Continue the review of the Split_String comment block from its last line onward.

╭─ Extract

Since you're willing to use python, the above could be:

python -c "import string,sys; print '-'.join(map(lambda w:  
string.capwords(w, '_'), sys.argv[1].split('-')))" "$1"

>
> -# Split_String
> -# splits a string into an array and places the result in the  
> varable specified
> -# if <token> is ommitted whitespace is used
> +##################################################################### 
> #########
> +# Name:
> +#       Split_String
> +# Description:
> +#       Splits a string into an array and places the result in the  
> variable
> +#       specified. If the token is ommitted whitespace is used.

omitted

> +# Arguments:
> +#       array  -- string : The name of the array.
> +#       string -- string : The string to be capitalized.

capitalized->split

> +#       token  -- char   : The token used to split the string.
> +# Output:
> +#       The splitted string.

The split string.

> +# Return:
> +#       none.

╰─
╭─ Recorded data

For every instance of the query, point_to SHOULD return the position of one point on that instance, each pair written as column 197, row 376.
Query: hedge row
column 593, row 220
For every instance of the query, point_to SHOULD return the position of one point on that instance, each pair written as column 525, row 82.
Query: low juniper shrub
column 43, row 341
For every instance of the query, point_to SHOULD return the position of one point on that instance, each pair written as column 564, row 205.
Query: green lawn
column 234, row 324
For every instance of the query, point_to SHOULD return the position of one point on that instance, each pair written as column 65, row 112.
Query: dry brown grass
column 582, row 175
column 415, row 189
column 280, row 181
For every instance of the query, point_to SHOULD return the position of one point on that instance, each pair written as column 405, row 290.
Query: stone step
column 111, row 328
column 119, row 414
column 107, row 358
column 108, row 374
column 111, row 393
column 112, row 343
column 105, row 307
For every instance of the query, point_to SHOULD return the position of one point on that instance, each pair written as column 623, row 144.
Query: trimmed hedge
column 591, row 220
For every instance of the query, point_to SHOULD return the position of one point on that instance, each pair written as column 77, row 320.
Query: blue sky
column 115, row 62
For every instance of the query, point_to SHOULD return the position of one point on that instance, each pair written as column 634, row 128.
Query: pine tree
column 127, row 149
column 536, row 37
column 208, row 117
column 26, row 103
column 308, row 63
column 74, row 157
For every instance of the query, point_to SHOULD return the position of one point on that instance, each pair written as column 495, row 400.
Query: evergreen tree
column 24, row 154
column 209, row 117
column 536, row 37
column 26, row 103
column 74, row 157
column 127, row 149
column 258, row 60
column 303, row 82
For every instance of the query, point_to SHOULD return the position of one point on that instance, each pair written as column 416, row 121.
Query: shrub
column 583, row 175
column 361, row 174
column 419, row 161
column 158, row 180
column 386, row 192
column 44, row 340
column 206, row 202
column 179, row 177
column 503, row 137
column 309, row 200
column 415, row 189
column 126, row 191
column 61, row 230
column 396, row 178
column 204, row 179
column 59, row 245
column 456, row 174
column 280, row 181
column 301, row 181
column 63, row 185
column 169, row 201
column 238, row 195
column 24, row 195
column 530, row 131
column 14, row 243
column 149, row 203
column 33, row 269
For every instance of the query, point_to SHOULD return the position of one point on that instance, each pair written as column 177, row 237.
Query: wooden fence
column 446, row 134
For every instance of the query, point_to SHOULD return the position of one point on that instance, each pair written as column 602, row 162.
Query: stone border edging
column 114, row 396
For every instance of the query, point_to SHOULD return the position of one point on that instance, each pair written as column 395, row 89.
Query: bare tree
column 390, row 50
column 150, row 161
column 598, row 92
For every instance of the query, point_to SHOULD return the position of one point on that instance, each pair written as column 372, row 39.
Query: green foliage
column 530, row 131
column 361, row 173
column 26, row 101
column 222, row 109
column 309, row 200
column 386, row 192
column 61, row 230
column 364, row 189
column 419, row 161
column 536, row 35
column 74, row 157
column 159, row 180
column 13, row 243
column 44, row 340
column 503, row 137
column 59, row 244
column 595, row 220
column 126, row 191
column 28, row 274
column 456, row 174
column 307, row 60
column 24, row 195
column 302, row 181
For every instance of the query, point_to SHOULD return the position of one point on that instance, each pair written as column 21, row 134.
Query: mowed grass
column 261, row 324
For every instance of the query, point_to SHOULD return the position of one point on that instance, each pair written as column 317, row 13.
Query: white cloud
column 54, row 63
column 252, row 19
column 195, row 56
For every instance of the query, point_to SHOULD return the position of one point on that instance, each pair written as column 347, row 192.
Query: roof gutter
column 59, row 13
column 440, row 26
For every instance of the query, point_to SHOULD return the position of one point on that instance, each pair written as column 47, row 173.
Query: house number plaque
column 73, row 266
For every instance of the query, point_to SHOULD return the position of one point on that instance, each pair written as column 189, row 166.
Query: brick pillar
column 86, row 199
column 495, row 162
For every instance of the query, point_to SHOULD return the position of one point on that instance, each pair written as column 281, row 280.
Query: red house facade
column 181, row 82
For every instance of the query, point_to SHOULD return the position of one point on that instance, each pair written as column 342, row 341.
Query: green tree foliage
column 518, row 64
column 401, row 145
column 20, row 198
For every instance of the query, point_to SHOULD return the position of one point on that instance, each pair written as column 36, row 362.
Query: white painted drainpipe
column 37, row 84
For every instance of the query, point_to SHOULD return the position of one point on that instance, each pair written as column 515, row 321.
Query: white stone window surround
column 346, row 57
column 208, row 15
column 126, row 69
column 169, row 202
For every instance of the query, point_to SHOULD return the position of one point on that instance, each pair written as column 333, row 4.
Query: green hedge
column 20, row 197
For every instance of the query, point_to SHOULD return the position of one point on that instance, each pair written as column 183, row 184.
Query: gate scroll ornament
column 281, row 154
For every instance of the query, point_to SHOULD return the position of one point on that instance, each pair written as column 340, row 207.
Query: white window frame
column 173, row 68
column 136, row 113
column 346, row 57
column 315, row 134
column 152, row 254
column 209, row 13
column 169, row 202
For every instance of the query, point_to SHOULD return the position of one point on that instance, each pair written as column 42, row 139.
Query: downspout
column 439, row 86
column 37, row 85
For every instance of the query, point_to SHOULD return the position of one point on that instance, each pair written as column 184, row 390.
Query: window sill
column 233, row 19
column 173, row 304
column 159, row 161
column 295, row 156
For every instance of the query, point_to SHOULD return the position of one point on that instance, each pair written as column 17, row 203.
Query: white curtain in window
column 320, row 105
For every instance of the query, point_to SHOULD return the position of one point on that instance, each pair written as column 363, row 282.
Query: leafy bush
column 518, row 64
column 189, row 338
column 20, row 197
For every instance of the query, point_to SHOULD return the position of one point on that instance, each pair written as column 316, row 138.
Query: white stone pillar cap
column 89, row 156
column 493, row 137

╰─

● Written answer
> +# Notes:
> +#       Note that this function should be evaluated rather than  
> being used
> +#       direclty.

directly.

>  # Usage:
> -# eval $(Split_String <name of variable> <string> [<token>])
> +#       eval $(Split_String <array> <string> [<token>])
> +# Example:
> +#       eval $(Split_String split "a list of strings"
> +#       Will return a bash array of the form split=("a" "list"  
> "of" "strings").
> +##################################################################### 
> #########
> +
>  function Split_String {
> -   string_name="$1"
> +   array_name="$1"
>     string="$2"
>     token="$3"
>     if [ -z "$token" ]
>     then
>        token=" "
> +      # Subsitute multiple blanks with a single one.
>        string=$(echo "${string}" | sed -r 's/\s+/ /g')
>     fi
>
> -   echo -n "${string_name}=("
> +   echo -n "${array_name}=("
>     while index=$(expr index "${string}" "${token}")
>           [ $index -gt 0 ]
>     do
> +      # While there are tokens left, echo the part of <string>  
> starting
> +      # from 0 to the first token, then replace <string> with its  
> part
> +      # following the token, included.
>        echo -n "\"${string:0:((index-1))}\" "
>        string="${string:index}"
>     done
> -   echo -n "\"${string}\""
> +   echo -n "\"${string}\"" # the part of <string> following the  
> last token.
>     echo ")"
>  }

And again, with python:

function Split_String {
   python -c "import sys; print sys.argv[1]+'='+tuple(sys.argv 
[2].split(sys.argv[3]))" "$1" "$2" "$3"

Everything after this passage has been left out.